- [AIM OF THE EXERCISE]:
Count the lines in the data below that contain the string "flower", where uppercase and lowercase letters are treated as different, and reply with only the number.

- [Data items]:
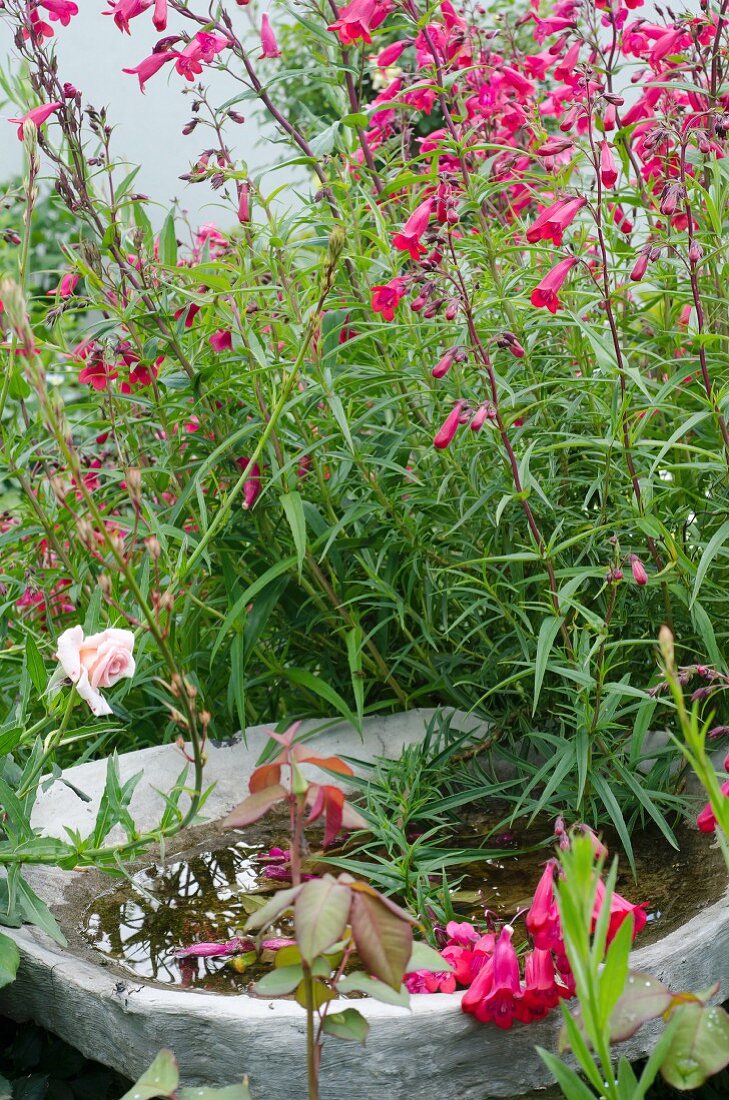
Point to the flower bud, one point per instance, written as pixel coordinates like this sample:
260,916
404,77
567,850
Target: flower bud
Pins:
640,574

- [OUTPUT FOR THIS TASK]:
2